### Task brief
Please retype the rows below without any changes. Begin at the line that contains "# point at: the black" and stop after the line that contains "# point at: the white and".

### Provided data
* * * * * * * * *
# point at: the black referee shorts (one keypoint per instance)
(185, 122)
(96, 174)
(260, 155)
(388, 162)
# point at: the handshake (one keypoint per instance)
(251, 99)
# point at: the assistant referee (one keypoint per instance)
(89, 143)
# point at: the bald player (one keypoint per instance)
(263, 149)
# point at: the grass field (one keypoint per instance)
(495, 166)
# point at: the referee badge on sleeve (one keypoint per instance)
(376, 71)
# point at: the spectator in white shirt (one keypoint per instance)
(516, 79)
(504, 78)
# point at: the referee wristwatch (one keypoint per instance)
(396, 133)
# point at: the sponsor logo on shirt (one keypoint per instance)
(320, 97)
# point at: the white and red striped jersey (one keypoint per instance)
* * * * * * * * *
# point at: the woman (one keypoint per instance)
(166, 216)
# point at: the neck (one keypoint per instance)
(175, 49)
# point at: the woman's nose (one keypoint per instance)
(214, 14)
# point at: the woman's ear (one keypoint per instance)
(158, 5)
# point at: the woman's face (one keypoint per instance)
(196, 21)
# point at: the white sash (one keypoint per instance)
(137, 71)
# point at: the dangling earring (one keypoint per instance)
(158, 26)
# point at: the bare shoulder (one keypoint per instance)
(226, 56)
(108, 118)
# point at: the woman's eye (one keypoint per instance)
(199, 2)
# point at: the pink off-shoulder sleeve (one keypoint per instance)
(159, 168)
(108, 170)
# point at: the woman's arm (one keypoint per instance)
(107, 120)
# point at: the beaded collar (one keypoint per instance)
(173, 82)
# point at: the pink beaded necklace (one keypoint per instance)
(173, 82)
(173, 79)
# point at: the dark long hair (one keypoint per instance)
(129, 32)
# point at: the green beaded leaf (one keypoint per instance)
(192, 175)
* * * * * * * * *
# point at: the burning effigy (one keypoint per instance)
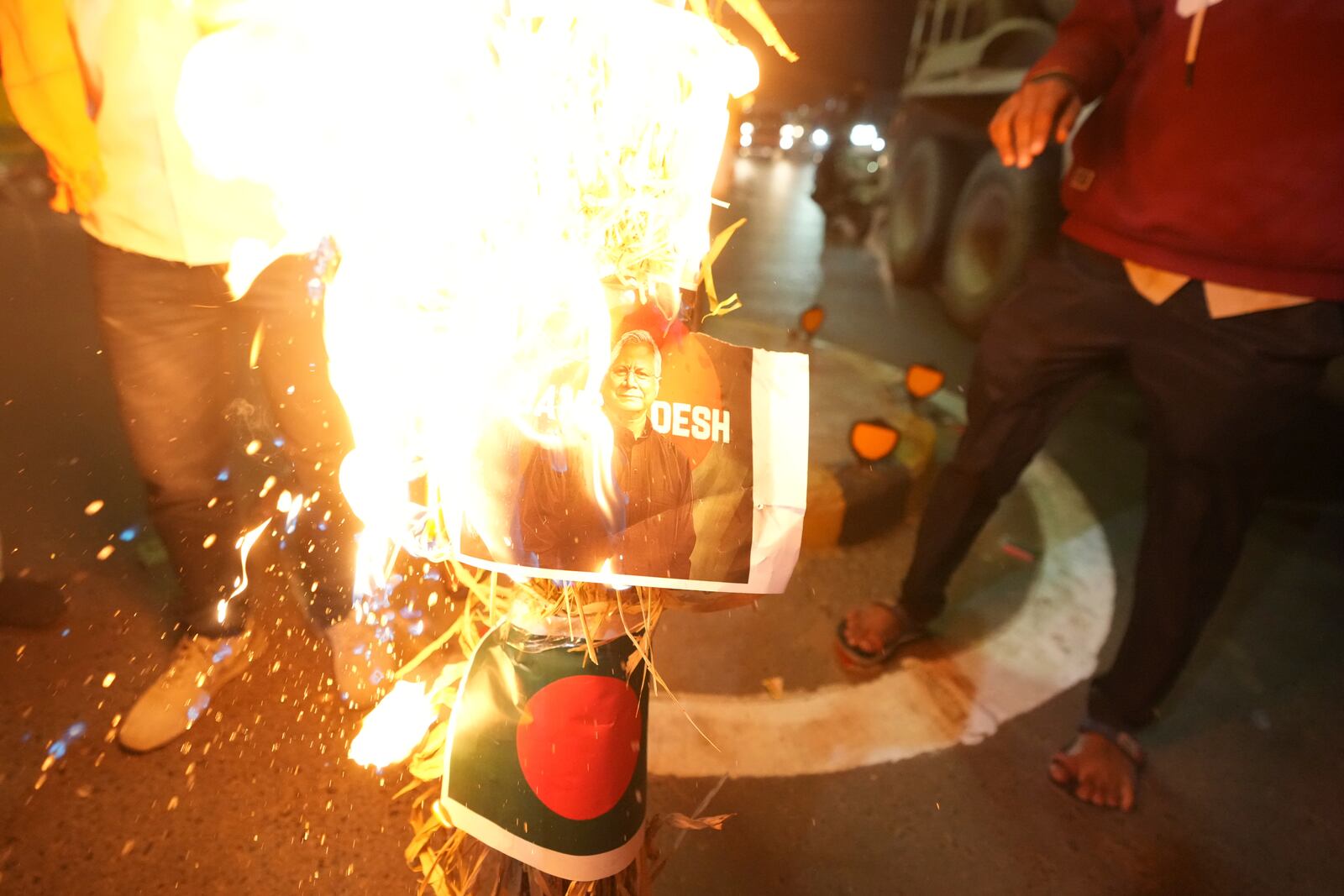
* * * * * * * * *
### Answer to the task
# point at: the black referee shorts (one keypoint per instance)
(185, 122)
(96, 174)
(260, 155)
(388, 162)
# point at: the handshake (one keypoint per instance)
(251, 99)
# point at: the assistant referee (one keypoint per instance)
(89, 143)
# point at: the bald player (one keypoint per instance)
(263, 149)
# point at: the grass field (one keypoint per instance)
(495, 166)
# point at: the referee badge on sleeve (one keypoint per instance)
(376, 71)
# point at: the spectator in white shirt (one keypoint per instance)
(516, 79)
(504, 78)
# point at: the referee wristwatch (one keypoint per instance)
(396, 133)
# point at: the sponsor logo on shirt (one keypoint per instance)
(320, 97)
# point at: the white and red striped jersey (one keypoint per instance)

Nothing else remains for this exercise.